(Entries from a pointing dataset)
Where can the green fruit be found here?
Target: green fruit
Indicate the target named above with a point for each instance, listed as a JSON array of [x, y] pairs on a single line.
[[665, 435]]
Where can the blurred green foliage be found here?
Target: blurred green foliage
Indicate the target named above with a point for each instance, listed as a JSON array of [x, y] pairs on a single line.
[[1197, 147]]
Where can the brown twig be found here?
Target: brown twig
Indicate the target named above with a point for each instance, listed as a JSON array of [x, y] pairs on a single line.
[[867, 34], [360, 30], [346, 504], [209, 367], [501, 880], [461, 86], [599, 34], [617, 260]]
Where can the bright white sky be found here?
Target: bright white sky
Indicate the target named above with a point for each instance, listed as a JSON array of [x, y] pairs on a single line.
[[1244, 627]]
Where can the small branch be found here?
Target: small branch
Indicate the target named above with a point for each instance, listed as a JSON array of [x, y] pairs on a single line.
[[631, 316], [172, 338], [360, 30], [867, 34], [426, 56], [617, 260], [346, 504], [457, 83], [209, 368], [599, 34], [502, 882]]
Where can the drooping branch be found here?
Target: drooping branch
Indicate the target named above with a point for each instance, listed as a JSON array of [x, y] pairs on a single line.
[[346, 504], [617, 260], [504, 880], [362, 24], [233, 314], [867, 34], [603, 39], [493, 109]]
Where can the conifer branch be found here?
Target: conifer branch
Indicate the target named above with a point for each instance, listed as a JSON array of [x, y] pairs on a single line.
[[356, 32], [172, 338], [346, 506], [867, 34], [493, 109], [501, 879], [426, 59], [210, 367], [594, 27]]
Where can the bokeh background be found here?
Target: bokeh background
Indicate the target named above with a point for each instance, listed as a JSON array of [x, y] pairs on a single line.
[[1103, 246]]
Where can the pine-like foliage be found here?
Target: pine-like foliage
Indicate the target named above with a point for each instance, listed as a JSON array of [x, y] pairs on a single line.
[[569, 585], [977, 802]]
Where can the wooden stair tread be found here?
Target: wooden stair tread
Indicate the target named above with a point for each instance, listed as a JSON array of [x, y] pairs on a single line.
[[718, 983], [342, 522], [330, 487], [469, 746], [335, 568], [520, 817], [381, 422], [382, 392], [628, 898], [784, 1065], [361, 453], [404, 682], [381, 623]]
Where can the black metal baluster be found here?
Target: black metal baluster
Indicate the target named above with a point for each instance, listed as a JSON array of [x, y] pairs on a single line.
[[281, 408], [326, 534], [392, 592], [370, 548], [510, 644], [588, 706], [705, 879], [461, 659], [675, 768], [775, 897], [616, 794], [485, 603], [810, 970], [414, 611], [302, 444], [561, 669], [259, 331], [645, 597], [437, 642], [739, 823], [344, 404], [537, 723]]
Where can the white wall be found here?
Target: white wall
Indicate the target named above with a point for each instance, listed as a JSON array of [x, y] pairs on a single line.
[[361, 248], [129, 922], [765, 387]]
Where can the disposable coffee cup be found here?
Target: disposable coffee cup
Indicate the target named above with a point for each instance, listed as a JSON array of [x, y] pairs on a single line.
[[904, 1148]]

* _Work to be completed_
Please format everything from the line containing "Where can the black" down to the line containing "404], [537, 723]]" as a two-column CSV with the headers text and points. Give one row per record, putting each field in quotes and replacing line breaks with spaces.

* _Correct result_
text,points
"Where can the black metal baluster be found here? Target: black metal baluster Indicate the target named above with a point for each instance, listed as a JSON array of [x, y] pairs on a single line.","[[281, 408], [326, 534], [392, 592], [370, 548], [510, 644], [588, 706], [705, 879], [461, 659], [675, 768], [775, 897], [616, 794], [485, 603], [810, 970], [414, 611], [302, 444], [561, 669], [259, 331], [645, 597], [437, 642], [739, 823], [344, 404], [537, 723]]"